*DOCUMENT EXTRACT*
++++++

A Comparison of Techniques of Persuasion in Martin Luther King’s ‘I Have a Dream’ speech and Enoch Powell’s ‘Rivers of Blood’ speech.
I have chosen to analyse two famous speeches from the 1960s, which have both been in the news recently, showing their continued contemporary relevance. One is Martin Luther King’s ‘I Have a Dream’ speech. This was delivered on August 28th 1963 from the steps of the Lincoln Memorial during a march of American civil rights supporters. King spoke of his desire that blacks and whites could live together harmoniously as equals. Enoch Powell’s ‘Rivers of Blood’ speech was delivered to the Conservative Party in the UK on April 20th 1968. In contrast with King’s speech, Powell’s speech expressed the desire to limit immigration and stop anti-discrimination laws. I have chosen these speeches as they have obvious ideological conflict, but also as they are good examples of the techniques of rhetoric discussed by Cockcroft and Cockcroft (referred to throughout as Cockcroft for simplicity).

++++++

*INFORMATION SHOWN*
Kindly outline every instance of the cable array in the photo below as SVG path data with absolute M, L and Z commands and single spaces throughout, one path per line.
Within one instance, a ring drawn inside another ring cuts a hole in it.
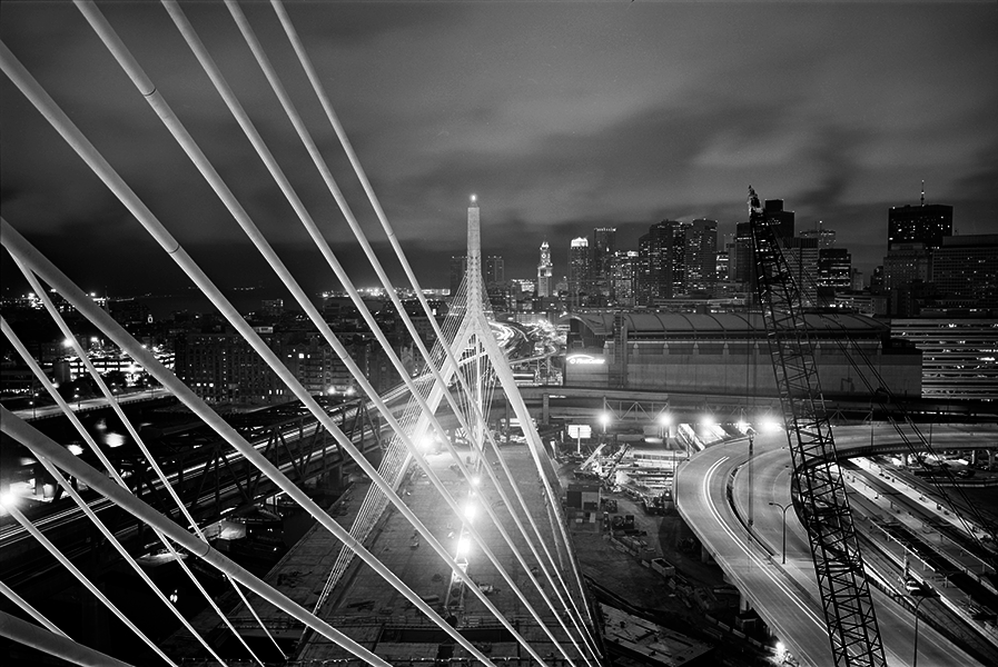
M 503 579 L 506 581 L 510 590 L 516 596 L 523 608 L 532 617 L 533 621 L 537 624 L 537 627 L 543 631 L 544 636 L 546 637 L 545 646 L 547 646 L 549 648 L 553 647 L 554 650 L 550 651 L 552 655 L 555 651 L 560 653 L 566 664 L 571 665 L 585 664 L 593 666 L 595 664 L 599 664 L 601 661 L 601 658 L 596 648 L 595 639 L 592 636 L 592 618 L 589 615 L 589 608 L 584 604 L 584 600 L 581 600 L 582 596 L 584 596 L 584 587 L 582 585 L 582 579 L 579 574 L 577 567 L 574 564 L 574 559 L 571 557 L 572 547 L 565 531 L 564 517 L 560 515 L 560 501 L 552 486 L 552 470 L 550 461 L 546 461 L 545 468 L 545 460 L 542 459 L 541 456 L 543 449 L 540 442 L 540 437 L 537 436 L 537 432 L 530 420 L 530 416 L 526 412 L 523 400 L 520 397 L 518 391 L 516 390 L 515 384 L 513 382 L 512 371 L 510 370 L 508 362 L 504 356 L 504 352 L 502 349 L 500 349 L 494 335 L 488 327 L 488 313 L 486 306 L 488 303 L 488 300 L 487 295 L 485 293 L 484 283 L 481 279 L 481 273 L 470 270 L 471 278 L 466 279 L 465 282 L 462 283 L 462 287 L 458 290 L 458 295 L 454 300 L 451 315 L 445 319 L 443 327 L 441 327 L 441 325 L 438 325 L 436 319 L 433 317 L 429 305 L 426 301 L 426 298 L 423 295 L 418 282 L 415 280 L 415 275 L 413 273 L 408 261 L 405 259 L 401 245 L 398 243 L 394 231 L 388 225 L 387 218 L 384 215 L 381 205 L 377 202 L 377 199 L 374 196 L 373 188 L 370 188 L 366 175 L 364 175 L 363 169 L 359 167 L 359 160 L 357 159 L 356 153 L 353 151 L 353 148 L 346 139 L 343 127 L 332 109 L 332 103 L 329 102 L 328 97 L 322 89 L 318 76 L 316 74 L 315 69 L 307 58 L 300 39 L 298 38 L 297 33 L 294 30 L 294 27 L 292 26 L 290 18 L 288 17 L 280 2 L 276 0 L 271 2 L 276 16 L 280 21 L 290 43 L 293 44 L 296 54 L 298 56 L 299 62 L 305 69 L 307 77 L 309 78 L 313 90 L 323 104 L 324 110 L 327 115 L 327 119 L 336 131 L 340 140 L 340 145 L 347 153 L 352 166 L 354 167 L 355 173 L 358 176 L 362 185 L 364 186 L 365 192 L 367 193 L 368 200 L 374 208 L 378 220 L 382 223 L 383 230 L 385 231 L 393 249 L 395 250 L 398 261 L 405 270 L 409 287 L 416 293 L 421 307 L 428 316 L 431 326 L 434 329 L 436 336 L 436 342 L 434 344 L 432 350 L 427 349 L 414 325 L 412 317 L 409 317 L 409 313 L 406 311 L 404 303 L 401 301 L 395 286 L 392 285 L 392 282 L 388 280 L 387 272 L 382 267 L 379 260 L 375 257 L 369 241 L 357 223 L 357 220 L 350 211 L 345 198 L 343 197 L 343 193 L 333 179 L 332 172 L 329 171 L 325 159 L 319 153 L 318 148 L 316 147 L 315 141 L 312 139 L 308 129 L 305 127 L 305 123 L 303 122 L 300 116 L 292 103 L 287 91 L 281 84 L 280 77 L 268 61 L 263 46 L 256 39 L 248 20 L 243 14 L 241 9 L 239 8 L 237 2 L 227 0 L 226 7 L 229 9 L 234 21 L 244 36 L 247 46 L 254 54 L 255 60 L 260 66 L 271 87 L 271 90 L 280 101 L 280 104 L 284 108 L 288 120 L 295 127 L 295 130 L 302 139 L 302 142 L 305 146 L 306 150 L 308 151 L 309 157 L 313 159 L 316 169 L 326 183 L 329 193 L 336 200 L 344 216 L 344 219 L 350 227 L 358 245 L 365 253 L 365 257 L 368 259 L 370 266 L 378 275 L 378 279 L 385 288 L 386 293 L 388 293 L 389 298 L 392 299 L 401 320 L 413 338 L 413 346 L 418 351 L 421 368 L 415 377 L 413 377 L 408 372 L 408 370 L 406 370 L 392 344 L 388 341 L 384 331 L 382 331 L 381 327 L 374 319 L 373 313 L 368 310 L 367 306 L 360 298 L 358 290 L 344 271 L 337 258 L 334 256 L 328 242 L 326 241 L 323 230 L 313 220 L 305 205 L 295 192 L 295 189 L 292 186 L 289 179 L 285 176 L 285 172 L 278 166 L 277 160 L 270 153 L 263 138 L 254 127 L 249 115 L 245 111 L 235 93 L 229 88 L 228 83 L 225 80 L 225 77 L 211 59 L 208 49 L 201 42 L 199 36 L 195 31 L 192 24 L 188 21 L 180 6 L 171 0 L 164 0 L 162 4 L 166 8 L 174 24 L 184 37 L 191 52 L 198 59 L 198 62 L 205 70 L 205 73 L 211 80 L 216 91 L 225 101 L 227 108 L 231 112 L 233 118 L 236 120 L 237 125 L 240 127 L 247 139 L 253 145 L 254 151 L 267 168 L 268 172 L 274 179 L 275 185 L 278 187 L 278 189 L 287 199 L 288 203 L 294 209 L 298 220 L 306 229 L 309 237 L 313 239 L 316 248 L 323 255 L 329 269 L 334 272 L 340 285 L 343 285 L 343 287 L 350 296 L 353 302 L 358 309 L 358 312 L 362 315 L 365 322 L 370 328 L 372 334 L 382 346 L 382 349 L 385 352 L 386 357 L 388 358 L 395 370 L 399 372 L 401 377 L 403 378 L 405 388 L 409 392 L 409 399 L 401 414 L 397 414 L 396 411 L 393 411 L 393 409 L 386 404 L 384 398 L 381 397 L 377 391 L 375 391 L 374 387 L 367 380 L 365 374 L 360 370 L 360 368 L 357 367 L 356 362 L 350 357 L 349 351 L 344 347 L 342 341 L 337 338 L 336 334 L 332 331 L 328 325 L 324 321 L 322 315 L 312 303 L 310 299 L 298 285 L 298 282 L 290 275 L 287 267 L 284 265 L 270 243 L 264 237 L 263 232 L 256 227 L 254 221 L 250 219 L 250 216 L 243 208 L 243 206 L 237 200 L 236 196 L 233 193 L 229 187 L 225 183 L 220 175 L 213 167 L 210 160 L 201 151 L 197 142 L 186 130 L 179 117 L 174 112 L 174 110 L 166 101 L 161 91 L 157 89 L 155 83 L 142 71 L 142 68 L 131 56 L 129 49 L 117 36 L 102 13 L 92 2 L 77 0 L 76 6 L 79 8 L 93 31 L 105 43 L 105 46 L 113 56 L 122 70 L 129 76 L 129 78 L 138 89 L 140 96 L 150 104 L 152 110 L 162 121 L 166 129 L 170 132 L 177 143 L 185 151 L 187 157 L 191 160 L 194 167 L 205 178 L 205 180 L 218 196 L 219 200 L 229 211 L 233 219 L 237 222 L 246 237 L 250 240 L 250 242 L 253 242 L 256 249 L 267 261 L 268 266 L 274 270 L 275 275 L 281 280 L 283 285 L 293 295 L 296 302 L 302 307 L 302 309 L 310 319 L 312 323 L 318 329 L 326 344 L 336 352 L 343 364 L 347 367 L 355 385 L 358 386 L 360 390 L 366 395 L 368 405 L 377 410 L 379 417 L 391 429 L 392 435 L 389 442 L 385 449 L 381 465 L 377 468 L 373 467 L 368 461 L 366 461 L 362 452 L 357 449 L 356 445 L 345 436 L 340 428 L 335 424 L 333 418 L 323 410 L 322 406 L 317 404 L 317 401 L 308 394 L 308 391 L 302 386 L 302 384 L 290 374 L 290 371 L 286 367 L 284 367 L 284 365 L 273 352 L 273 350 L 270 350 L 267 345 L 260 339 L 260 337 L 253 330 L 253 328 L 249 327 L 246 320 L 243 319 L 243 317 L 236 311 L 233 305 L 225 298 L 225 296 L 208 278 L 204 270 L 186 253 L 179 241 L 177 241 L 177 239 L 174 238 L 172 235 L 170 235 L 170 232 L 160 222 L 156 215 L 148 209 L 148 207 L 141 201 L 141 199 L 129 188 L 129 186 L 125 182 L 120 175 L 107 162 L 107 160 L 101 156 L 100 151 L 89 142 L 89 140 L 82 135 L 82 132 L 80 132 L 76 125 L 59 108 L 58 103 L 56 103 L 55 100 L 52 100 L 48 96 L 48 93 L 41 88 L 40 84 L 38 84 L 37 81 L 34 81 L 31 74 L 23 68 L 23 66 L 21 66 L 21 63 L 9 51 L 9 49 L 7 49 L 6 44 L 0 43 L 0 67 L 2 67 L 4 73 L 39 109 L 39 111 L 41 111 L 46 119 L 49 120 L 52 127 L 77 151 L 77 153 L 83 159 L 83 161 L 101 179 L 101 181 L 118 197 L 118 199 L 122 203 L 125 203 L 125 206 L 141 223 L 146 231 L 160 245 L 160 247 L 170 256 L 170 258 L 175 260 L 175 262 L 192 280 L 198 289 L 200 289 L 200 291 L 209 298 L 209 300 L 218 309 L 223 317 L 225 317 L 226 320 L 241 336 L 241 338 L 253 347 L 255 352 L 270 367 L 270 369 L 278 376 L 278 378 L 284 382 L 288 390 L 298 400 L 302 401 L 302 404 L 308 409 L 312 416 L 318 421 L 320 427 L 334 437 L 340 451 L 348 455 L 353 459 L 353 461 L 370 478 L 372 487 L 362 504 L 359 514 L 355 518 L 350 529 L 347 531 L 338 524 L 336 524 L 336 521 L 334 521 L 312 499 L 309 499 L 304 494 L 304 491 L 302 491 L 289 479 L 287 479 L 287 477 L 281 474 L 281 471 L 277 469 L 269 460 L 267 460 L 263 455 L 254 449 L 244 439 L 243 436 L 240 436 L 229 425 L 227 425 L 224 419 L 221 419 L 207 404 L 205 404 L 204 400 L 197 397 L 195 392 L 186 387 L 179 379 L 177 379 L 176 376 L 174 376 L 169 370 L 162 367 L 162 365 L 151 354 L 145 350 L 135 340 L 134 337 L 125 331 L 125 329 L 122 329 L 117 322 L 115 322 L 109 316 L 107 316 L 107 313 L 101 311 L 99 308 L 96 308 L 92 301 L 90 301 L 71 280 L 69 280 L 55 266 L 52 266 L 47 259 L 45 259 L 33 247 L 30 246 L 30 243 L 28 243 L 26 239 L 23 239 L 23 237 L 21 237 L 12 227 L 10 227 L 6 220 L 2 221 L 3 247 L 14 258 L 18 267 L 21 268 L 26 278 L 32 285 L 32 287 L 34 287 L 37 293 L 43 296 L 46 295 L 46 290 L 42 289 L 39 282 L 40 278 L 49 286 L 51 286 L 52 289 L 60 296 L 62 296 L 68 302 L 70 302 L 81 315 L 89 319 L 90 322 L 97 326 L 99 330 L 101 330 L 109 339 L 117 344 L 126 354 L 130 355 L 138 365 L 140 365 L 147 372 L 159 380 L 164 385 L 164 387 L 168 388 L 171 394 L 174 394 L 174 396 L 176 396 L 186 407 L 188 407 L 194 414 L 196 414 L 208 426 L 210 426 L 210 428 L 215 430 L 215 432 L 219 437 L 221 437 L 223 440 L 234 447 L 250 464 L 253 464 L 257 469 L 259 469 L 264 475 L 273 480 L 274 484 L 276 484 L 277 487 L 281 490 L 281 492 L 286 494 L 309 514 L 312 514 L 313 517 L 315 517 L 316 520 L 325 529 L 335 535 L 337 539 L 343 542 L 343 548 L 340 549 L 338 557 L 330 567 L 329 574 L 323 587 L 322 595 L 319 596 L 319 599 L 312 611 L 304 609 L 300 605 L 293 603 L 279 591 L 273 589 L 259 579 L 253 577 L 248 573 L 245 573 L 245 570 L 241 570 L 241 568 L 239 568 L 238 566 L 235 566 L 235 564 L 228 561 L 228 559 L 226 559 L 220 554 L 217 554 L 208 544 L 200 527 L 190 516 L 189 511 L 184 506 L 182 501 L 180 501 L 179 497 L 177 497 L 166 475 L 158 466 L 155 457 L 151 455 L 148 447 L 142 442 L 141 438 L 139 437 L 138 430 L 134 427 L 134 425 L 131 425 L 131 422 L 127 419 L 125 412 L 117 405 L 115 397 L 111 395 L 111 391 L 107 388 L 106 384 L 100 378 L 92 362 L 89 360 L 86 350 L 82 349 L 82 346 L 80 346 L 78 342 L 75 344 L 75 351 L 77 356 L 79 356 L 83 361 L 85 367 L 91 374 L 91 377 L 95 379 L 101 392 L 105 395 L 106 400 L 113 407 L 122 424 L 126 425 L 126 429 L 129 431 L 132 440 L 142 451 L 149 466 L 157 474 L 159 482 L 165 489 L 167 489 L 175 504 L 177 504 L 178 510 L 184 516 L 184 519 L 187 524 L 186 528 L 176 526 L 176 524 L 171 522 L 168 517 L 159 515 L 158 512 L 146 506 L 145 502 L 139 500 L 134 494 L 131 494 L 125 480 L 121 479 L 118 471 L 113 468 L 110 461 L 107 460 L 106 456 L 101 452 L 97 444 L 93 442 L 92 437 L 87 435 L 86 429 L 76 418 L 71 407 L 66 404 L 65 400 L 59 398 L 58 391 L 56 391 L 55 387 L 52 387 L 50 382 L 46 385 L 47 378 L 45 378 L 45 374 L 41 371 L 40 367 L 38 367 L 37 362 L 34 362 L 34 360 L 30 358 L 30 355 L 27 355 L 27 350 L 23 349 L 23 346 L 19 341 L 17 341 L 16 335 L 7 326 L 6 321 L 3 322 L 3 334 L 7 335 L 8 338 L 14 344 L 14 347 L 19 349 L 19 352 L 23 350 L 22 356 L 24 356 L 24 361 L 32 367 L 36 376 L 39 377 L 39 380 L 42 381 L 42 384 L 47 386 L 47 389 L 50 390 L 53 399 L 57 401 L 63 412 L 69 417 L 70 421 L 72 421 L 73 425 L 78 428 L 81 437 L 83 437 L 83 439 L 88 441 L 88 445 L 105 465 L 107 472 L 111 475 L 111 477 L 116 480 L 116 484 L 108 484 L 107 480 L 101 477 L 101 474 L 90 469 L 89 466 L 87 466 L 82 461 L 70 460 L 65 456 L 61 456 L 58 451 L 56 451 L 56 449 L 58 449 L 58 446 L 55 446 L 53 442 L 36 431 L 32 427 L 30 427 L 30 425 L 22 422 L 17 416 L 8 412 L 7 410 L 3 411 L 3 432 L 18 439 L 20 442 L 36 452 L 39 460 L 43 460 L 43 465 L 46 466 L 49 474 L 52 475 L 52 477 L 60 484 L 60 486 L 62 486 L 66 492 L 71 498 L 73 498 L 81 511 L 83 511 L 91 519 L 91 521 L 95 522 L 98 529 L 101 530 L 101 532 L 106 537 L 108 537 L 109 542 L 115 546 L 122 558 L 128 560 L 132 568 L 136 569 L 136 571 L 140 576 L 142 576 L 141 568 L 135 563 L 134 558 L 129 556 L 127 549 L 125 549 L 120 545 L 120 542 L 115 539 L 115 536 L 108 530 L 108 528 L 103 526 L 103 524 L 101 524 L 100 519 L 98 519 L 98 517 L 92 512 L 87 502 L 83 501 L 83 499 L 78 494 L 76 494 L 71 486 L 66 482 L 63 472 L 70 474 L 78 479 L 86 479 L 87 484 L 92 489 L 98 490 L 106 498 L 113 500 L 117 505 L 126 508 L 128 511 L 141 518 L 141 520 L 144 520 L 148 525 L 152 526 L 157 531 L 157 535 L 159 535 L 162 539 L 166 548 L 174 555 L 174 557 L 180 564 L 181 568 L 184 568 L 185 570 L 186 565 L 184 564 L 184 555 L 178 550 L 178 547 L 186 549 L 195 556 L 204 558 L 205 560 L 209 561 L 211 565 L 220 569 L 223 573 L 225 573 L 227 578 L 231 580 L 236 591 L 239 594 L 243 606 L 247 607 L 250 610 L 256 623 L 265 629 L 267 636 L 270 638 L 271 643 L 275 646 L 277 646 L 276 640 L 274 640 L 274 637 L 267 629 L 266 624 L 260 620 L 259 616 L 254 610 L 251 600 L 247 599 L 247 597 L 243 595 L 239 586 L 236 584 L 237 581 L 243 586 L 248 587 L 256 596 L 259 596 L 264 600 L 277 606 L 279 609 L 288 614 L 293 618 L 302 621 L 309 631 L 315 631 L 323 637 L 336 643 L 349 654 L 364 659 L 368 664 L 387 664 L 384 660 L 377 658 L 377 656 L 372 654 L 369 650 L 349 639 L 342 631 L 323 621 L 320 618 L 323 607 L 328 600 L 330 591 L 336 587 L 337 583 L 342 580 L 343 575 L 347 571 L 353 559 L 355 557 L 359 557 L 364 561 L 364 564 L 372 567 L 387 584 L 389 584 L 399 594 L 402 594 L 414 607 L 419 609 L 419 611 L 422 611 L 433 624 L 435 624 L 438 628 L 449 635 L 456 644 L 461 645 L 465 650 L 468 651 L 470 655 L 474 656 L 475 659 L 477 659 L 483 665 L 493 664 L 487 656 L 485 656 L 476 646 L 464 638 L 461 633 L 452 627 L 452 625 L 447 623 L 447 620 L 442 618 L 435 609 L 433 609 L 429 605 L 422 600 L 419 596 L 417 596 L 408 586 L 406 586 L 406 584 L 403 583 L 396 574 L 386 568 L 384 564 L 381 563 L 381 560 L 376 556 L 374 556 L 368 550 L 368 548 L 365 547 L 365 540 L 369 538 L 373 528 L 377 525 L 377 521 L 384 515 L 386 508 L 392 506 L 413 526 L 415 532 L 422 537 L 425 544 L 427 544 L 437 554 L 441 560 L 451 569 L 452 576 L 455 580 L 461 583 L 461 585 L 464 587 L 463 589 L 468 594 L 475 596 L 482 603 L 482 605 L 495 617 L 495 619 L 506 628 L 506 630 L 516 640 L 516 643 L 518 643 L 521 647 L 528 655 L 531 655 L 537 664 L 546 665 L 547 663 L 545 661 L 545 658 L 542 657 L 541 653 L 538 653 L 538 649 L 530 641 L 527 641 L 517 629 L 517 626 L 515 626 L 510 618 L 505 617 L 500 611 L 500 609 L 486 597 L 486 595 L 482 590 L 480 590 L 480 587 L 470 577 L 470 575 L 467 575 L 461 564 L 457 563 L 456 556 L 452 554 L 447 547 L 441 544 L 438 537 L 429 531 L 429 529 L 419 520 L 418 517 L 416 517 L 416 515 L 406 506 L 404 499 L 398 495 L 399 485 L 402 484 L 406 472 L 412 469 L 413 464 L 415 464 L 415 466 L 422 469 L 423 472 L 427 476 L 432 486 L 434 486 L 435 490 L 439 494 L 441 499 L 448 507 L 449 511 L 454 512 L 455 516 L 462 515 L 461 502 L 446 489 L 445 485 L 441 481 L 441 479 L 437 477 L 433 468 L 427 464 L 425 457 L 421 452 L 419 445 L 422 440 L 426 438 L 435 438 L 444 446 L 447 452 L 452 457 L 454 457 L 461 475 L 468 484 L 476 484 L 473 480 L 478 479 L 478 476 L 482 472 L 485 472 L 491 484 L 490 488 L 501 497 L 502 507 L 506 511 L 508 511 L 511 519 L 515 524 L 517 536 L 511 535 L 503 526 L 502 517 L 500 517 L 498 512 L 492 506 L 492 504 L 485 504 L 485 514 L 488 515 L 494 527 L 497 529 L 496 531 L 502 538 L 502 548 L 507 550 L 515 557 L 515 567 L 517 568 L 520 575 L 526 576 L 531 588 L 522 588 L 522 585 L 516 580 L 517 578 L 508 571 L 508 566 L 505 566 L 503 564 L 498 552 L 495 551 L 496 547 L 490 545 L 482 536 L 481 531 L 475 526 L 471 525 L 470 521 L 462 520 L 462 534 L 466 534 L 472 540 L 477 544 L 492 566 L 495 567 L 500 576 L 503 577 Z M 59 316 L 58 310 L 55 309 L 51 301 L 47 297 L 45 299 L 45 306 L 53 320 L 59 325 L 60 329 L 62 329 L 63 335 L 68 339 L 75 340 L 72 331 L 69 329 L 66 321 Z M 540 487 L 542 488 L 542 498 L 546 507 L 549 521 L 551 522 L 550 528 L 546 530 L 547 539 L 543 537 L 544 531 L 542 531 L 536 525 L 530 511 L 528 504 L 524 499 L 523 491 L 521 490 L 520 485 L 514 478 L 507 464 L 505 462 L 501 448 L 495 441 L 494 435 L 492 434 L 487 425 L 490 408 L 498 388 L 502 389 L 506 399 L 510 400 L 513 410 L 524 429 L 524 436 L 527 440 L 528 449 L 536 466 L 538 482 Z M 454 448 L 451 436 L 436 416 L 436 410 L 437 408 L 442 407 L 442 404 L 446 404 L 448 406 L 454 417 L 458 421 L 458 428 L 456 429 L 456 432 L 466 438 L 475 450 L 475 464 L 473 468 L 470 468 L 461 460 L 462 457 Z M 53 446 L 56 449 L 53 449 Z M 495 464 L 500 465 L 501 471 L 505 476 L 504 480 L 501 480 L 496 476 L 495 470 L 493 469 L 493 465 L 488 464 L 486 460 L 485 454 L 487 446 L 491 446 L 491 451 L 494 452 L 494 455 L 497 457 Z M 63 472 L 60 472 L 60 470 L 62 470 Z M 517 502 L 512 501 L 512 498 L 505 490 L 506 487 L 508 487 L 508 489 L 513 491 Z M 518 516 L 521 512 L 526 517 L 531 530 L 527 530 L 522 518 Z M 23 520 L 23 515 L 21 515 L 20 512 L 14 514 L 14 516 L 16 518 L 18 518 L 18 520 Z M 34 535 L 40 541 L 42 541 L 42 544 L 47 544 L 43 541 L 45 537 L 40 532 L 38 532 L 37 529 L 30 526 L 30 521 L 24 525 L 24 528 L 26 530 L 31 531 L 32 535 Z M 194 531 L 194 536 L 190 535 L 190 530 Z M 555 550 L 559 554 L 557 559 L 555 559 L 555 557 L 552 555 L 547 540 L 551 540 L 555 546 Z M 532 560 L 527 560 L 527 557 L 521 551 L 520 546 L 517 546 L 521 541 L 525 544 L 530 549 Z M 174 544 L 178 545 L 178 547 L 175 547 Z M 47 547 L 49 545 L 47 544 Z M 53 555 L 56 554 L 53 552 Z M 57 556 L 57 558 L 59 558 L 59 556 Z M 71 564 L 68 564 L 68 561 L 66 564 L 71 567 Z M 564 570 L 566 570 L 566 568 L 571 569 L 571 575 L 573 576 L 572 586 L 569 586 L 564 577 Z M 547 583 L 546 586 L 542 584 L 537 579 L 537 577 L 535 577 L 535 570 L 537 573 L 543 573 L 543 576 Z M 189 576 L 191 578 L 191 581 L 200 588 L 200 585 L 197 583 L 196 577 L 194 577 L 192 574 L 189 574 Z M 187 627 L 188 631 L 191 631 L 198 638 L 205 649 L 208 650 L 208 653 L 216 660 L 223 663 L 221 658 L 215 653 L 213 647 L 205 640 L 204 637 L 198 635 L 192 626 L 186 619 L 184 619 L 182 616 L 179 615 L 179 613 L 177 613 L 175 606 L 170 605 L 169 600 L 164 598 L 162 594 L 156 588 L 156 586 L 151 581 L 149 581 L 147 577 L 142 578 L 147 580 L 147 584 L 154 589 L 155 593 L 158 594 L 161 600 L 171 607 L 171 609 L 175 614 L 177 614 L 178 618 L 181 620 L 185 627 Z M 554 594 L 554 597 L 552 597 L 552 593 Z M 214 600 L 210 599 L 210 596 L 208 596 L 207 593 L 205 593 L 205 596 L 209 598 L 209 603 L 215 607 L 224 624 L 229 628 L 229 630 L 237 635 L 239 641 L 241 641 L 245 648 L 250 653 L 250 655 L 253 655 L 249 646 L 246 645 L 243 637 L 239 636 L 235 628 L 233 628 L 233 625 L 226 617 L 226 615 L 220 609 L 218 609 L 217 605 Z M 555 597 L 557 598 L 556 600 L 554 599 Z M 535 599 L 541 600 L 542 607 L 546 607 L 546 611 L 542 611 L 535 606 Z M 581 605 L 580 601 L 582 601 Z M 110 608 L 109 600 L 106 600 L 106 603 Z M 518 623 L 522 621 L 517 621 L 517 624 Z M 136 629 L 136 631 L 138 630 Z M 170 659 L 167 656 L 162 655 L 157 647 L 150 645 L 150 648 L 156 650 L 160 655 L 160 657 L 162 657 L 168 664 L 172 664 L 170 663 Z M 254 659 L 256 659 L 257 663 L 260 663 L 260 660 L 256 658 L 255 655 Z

++++++

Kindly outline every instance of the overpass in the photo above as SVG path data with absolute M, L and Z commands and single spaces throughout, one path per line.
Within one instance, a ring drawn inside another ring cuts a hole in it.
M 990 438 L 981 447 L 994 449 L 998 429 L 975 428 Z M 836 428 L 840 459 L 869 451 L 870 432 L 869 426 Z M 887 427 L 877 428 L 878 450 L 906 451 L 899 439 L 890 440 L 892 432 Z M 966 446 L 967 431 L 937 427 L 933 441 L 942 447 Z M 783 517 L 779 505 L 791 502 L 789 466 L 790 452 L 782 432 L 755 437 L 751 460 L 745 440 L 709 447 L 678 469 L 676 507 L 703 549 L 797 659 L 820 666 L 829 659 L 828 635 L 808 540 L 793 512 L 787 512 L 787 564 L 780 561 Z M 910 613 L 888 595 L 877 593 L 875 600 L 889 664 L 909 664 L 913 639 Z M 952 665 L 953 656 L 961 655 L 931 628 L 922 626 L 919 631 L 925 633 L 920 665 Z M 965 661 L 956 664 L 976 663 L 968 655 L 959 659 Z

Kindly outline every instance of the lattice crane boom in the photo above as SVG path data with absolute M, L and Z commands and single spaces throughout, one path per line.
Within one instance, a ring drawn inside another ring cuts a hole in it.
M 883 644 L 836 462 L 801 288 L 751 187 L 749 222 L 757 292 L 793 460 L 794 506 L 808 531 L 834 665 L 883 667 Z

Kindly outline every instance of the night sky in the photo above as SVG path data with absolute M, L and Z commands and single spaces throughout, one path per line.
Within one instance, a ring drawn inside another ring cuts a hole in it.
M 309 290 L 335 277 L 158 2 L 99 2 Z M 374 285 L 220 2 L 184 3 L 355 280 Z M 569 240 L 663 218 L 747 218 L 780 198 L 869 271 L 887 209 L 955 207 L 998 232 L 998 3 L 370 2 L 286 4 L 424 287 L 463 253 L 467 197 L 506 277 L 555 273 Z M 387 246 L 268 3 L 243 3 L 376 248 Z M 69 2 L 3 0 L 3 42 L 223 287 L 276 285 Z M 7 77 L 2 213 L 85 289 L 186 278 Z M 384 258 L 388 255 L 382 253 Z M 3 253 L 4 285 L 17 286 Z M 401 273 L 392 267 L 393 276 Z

++++++

*WHAT IS ASKED*
**a)** Retype the part of the essay that opens with the words "I have chosen to" and closes with "Cockcroft for simplicity).".
**b)** In the listing, take the part that opens with the line containing "Kindly outline every instance of the overpass" and closes with the line containing "M 990 438 L", and write it out again with "ring" replaced by "loop" and nothing else changed. Give only those lines.
The essay and the listing come from separate sources.

*RESULTS IN ORDER*
**a)**
I have chosen to analyse two famous speeches from the 1960s, which have both been in the news recently, showing their continued contemporary relevance. One is Martin Luther King’s ‘I Have a Dream’ speech. This was delivered on August 28th 1963 from the steps of the Lincoln Memorial during a march of American civil rights supporters. King spoke of his desire that blacks and whites could live together harmoniously as equals. Enoch Powell’s ‘Rivers of Blood’ speech was delivered to the Conservative Party in the UK on April 20th 1968. In contrast with King’s speech, Powell’s speech expressed the desire to limit immigration and stop anti-discrimination laws. I have chosen these speeches as they have obvious ideological conflict, but also as they are good examples of the techniques of rhetoric discussed by Cockcroft and Cockcroft (referred to throughout as Cockcroft for simplicity).

**b)**
Kindly outline every instance of the overpass in the photo above as SVG path data with absolute M, L and Z commands and single spaces throughout, one path per line.
Within one instance, a loop drawn inside another loop cuts a hole in it.
M 990 438 L 981 447 L 994 449 L 998 429 L 975 428 Z M 836 428 L 840 459 L 869 451 L 870 432 L 869 426 Z M 887 427 L 877 428 L 878 450 L 906 451 L 899 439 L 890 440 L 892 432 Z M 966 446 L 967 431 L 937 427 L 933 441 L 942 447 Z M 783 517 L 779 505 L 791 502 L 789 466 L 790 452 L 782 432 L 755 437 L 751 460 L 745 440 L 709 447 L 678 469 L 676 507 L 703 549 L 797 659 L 820 666 L 829 659 L 828 635 L 808 540 L 793 512 L 787 512 L 787 564 L 780 561 Z M 910 613 L 888 595 L 877 593 L 875 600 L 889 664 L 909 664 L 913 639 Z M 952 665 L 953 656 L 961 655 L 931 628 L 922 626 L 919 631 L 925 633 L 920 665 Z M 965 661 L 956 664 L 976 663 L 968 655 L 959 659 Z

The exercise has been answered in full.